> _TASK OBJECTIVE_
Once the line with "Question. Identify the orange" is found in the entries below, print it and each following line exactly, stopping after the line with "Question. Identify the green copper"; print nothing else.

> _DATA RECORDS_
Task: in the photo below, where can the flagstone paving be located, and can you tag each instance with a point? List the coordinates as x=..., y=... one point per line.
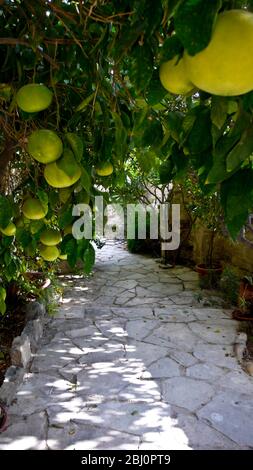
x=135, y=358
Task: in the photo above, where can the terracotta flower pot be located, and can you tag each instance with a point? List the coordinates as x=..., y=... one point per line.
x=208, y=277
x=203, y=270
x=3, y=418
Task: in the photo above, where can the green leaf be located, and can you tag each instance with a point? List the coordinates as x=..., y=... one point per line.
x=36, y=226
x=166, y=172
x=67, y=163
x=23, y=237
x=200, y=137
x=172, y=5
x=219, y=110
x=85, y=103
x=65, y=217
x=218, y=172
x=151, y=17
x=89, y=259
x=120, y=144
x=2, y=307
x=5, y=92
x=70, y=248
x=174, y=122
x=153, y=133
x=43, y=198
x=140, y=67
x=5, y=211
x=171, y=47
x=85, y=180
x=155, y=91
x=76, y=145
x=237, y=200
x=241, y=151
x=194, y=21
x=127, y=38
x=2, y=293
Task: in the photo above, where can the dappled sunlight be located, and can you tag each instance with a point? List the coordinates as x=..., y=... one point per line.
x=120, y=377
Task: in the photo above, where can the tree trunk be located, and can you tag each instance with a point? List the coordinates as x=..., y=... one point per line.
x=5, y=158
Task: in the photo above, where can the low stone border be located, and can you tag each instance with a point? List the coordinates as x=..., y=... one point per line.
x=240, y=349
x=22, y=350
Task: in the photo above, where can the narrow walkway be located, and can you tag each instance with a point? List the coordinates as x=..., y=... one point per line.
x=133, y=360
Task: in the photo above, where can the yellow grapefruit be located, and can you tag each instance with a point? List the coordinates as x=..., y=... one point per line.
x=64, y=172
x=34, y=97
x=33, y=209
x=45, y=146
x=174, y=78
x=10, y=230
x=225, y=66
x=50, y=237
x=104, y=169
x=49, y=253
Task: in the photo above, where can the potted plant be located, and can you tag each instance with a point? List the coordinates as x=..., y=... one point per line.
x=3, y=418
x=246, y=288
x=210, y=217
x=245, y=300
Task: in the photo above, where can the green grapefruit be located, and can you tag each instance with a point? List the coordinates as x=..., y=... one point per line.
x=45, y=146
x=104, y=169
x=64, y=194
x=34, y=97
x=50, y=237
x=10, y=230
x=63, y=257
x=49, y=253
x=68, y=230
x=64, y=172
x=174, y=78
x=225, y=66
x=33, y=209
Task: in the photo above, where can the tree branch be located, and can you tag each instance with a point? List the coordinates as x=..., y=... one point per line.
x=5, y=158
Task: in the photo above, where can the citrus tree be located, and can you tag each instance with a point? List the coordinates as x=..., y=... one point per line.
x=84, y=84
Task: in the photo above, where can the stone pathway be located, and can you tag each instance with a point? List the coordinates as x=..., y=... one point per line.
x=133, y=360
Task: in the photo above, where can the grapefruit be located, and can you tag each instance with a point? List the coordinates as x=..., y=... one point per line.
x=50, y=237
x=64, y=172
x=64, y=257
x=225, y=66
x=104, y=169
x=10, y=230
x=68, y=230
x=49, y=253
x=174, y=78
x=64, y=194
x=33, y=209
x=45, y=146
x=34, y=97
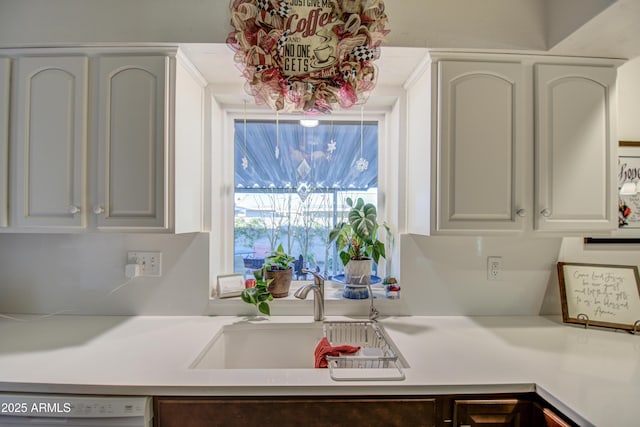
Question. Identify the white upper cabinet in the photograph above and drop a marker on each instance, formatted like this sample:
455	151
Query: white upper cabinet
50	141
575	147
516	146
132	143
5	70
110	141
480	146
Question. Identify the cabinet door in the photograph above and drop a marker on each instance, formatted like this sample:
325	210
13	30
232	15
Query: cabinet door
494	413
132	142
294	412
50	141
480	147
5	68
575	148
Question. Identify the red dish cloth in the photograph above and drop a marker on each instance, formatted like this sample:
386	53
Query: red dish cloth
324	349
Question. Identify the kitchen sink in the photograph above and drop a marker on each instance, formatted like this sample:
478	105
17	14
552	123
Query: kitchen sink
247	345
285	345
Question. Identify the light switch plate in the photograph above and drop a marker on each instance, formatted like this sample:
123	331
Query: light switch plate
494	268
150	262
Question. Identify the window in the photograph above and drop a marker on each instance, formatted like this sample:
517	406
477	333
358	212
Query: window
290	186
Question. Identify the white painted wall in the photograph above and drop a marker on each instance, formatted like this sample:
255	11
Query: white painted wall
84	274
441	275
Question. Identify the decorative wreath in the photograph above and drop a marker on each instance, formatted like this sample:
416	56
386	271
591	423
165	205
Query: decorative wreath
308	55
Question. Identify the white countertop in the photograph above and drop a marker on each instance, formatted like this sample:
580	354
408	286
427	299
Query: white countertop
593	375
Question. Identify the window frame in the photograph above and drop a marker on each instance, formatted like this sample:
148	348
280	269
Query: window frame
222	207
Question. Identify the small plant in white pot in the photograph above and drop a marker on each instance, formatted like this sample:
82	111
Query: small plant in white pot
358	245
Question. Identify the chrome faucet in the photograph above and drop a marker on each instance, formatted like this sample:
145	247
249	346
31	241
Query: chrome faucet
318	293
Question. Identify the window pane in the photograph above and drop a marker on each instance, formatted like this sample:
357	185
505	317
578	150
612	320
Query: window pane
291	188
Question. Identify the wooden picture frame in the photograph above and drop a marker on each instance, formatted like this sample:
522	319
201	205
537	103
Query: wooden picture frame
600	295
629	174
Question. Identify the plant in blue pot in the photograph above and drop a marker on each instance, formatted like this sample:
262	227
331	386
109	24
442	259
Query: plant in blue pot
358	246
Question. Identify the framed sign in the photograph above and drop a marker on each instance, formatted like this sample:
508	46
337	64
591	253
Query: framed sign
629	185
600	295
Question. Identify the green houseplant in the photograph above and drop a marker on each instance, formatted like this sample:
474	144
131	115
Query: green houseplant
357	241
273	280
279	270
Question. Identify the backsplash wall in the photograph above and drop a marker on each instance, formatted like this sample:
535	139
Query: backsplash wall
76	273
84	274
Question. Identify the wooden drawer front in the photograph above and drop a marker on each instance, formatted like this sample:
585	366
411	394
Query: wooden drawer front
494	413
283	412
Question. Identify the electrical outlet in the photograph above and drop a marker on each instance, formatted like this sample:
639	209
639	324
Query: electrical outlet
494	268
150	262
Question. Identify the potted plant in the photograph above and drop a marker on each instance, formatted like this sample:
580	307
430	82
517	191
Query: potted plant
259	294
278	268
358	244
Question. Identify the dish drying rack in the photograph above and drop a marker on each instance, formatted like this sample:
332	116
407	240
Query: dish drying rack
376	359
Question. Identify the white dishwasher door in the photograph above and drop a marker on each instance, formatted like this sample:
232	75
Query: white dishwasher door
74	410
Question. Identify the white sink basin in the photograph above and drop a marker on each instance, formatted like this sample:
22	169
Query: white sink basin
261	346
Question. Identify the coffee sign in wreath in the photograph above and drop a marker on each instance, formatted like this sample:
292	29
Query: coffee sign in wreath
308	55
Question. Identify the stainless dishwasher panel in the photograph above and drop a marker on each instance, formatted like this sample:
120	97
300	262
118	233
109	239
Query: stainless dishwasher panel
74	410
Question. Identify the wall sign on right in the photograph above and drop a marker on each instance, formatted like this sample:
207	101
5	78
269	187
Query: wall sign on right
629	185
600	295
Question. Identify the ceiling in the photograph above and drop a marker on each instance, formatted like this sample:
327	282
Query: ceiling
602	28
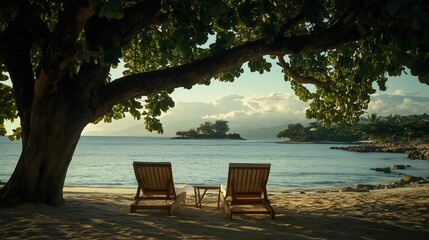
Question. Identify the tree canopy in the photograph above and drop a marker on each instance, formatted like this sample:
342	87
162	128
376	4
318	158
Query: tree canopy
58	55
378	129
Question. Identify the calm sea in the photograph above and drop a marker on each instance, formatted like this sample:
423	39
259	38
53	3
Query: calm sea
107	162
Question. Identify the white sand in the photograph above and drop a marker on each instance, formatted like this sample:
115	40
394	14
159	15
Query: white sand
97	213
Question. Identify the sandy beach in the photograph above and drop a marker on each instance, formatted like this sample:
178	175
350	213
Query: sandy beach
97	213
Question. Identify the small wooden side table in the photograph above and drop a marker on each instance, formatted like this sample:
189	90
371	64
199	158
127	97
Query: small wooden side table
199	197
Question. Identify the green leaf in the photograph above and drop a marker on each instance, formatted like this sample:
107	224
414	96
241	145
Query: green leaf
112	55
420	18
217	8
395	7
112	9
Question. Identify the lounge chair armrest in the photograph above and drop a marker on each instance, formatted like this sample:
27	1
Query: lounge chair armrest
181	188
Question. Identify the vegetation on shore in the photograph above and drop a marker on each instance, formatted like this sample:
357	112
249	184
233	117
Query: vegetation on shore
209	130
377	129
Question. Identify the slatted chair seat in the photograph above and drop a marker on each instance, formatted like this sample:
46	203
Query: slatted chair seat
247	185
155	182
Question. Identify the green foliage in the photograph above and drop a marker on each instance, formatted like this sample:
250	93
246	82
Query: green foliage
111	9
375	128
218	129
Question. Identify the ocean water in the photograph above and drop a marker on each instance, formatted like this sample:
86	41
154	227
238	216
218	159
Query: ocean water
107	162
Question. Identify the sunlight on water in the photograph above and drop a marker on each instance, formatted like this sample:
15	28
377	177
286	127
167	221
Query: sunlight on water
107	162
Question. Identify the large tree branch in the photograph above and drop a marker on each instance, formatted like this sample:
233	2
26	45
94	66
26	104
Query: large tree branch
190	74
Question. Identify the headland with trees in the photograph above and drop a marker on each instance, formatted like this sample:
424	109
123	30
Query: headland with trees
393	133
209	130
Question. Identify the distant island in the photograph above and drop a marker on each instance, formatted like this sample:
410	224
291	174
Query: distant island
374	129
209	130
397	134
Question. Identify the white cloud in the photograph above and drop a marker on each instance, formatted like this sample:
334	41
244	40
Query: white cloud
256	111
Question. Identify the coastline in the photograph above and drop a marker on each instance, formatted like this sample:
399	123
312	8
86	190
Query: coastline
103	213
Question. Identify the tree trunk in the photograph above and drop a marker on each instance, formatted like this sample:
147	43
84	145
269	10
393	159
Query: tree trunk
47	152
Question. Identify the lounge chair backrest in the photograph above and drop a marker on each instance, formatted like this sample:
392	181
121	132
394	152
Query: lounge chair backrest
246	178
155	178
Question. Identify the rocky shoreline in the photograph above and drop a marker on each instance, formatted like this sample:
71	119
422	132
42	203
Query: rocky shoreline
405	181
412	150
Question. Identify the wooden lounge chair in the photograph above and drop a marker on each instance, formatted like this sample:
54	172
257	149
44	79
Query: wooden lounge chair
155	183
247	185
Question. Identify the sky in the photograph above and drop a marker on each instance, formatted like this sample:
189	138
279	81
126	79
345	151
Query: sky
258	101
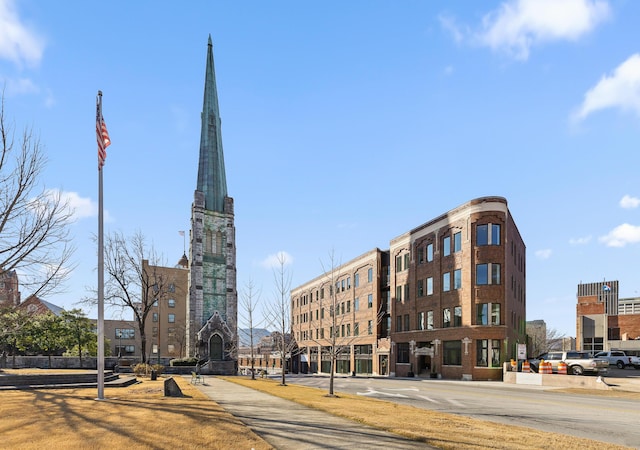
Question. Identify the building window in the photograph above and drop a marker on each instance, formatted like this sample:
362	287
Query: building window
125	349
446	246
495	314
457	279
484	270
457	242
488	353
403	352
483	311
457	316
488	234
446	281
125	333
421	324
452	353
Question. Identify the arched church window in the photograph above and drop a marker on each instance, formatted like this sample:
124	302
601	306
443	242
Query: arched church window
215	348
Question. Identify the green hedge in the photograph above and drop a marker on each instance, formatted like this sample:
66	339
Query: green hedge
183	362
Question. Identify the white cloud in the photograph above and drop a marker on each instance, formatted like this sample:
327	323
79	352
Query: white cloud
18	43
520	24
628	202
273	261
543	254
622	235
20	86
81	207
619	90
580	241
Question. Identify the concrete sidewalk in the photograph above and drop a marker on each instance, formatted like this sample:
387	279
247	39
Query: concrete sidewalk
288	425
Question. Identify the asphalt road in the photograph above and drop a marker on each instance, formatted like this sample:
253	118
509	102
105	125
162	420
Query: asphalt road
599	417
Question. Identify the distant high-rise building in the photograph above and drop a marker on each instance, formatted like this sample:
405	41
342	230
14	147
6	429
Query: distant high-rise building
213	299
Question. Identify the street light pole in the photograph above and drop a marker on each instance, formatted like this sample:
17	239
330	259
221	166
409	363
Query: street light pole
159	339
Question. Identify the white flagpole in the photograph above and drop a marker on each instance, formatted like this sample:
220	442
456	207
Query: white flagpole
100	271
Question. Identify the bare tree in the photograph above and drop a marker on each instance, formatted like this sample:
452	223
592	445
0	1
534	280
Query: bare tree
133	281
279	315
249	300
34	221
544	340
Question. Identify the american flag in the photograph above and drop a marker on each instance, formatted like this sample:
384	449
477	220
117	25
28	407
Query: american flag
102	137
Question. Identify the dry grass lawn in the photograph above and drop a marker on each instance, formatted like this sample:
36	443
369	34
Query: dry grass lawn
440	430
134	417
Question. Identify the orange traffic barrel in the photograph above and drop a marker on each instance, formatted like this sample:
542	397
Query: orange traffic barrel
562	368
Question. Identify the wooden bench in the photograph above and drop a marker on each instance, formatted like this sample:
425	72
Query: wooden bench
196	378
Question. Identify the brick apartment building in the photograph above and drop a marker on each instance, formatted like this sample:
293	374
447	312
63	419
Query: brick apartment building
448	297
166	325
9	288
350	303
606	322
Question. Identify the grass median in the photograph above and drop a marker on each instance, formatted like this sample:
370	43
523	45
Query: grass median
441	430
138	417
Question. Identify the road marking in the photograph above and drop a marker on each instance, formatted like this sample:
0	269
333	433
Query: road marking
428	399
385	394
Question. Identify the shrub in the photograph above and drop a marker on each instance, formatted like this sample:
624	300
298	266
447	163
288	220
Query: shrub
183	362
144	370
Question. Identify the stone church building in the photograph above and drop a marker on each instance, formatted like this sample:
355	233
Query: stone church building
212	303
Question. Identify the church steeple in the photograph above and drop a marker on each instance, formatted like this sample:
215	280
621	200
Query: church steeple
212	181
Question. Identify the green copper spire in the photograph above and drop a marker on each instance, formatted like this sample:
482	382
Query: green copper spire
212	180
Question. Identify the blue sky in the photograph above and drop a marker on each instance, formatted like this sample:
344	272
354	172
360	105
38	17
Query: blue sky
344	125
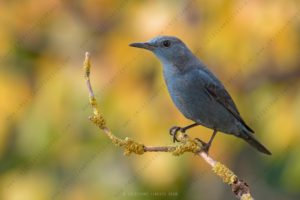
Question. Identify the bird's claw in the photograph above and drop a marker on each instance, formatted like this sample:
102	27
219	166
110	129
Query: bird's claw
173	132
205	146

> _EXERCISE ANSWER_
Question. Identify the orange traffic barrel in the photograph above and drop a marker on each instance, formatted like this sample:
542	397
Query: orange traffic barrel
562	368
Question. Identify the wooden bench in the photograph above and drop a marker on each instance, formatted like this sample:
425	72
Query: wooden bench
196	378
Question. Identify the brick apartment building in the photograph above and drop a marker on each instance, formatted like this sample:
293	374
447	312
63	419
Query: brick apartment building
448	297
166	325
9	288
350	303
606	322
Question. Identify the grass median in the photograph above and drop a marker on each instance, formatted like this sample:
370	43
523	45
Query: grass median
441	430
138	417
Question. Identify the road marking in the photograph above and drop a marker on each instance, formatted like this sample:
0	269
333	433
Query: road marking
428	399
385	394
Question. Identify the shrub in the photograph above and drop a marker on each instance, formatted like this sample:
624	300
298	266
447	163
288	220
Query: shrub
183	362
144	370
Question. Identify the stone church building in the photograph above and drop a marker on each instance, formatted like this sample:
355	233
Query: stone church building
212	303
Question. Identify the church steeple in the photograph above and drop a marker on each instance, formatted like this sample:
215	280
621	200
Query: church steeple
212	181
Question. Identify the green copper spire in the photograph above and drop a marker on each instance, formatted like this sample:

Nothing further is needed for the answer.